-- Source document start --
DEFAULT. Each of the following shall constitute
an Event of Default under this Agreement:

 

Payment Default. Grantor fails
to make any payment when due under the Indebtedness.

 

Other Defaults. Grantor fails
to comply with or to perform any other term, obligation, covenant or condition contained in this Agreement or in any of the Related
Documents or to comply with or to perform any term, obligation, covenant or condition contained in any other agreement between
Lender and Grantor.

 

Default in Favor of Third Parties.
Any guarantor or Grantor defaults under any loan, extension or credit, security agreement, purchase or sales agreement, or any
other agreement, in favor of any other creditor or person that may materially affect any of any guarantor’s or Grantor’s
property or ability to perform their respective obligations under this Agreement or any of the Related Documents.

 

False Statements. Any warranty,
representation or statement made or furnished to Lender by Grantor or on Grantor’s behalf under this Agreement or the Related
Documents is false or misleading in any material respect, either now or at the time made or furnished or becomes false or misleading
at any time thereafter.
-- Source document end --
-- Stored data start --
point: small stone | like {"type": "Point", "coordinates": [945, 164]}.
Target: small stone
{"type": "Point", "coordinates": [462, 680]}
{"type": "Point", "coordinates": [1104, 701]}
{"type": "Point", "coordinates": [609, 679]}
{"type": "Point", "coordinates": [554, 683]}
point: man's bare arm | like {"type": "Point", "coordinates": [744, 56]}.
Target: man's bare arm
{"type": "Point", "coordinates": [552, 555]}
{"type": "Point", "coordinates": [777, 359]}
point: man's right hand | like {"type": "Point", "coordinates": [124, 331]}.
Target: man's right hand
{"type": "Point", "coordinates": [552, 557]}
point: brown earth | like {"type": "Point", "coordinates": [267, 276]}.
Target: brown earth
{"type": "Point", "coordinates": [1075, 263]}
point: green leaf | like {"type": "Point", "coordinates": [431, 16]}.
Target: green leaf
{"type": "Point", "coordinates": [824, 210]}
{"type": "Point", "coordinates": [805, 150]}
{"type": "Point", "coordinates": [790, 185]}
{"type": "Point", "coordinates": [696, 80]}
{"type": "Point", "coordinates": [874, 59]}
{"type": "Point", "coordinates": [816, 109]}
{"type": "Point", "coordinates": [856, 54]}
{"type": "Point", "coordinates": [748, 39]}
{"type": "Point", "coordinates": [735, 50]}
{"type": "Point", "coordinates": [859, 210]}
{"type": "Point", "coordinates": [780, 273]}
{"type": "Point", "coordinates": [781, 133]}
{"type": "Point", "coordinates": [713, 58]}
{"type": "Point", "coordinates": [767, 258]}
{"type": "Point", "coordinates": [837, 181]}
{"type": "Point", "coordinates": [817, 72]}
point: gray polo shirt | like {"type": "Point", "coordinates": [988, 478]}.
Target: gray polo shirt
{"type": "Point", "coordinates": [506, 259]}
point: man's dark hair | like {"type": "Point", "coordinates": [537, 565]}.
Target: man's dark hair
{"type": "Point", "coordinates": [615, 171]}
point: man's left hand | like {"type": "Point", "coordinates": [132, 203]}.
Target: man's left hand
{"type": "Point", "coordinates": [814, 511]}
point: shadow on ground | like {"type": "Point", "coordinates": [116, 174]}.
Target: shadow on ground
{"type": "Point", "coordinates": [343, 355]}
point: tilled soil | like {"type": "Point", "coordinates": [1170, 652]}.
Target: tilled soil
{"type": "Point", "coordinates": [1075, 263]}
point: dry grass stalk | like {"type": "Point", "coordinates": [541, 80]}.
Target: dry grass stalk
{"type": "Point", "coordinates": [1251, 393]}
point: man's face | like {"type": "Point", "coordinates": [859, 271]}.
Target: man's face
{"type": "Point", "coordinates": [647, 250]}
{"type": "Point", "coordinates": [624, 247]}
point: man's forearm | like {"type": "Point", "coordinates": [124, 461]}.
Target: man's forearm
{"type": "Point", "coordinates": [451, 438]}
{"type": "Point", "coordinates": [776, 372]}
-- Stored data end --
To be done:
1. Under the default provisions, what must Grantor fail to do for a Payment Default to occur?
2. List every heading in the default provisions that names a type of Event of Default.
3. Retype the stretch of the default provisions from "Default in Favor" through "any time thereafter.".
The entries were drawn from a separate source unrelated to the default provisions.

Answers to the exercises:
1. Grantor fails to make any payment when due under the Indebtedness.

2.
Payment Default
Other Defaults
Default in Favor of Third Parties
False Statements

3.
Default in Favor of Third Parties.
Any guarantor or Grantor defaults under any loan, extension or credit, security agreement, purchase or sales agreement, or any
other agreement, in favor of any other creditor or person that may materially affect any of any guarantor’s or Grantor’s
property or ability to perform their respective obligations under this Agreement or any of the Related Documents.

 

False Statements. Any warranty,
representation or statement made or furnished to Lender by Grantor or on Grantor’s behalf under this Agreement or the Related
Documents is false or misleading in any material respect, either now or at the time made or furnished or becomes false or misleading
at any time thereafter.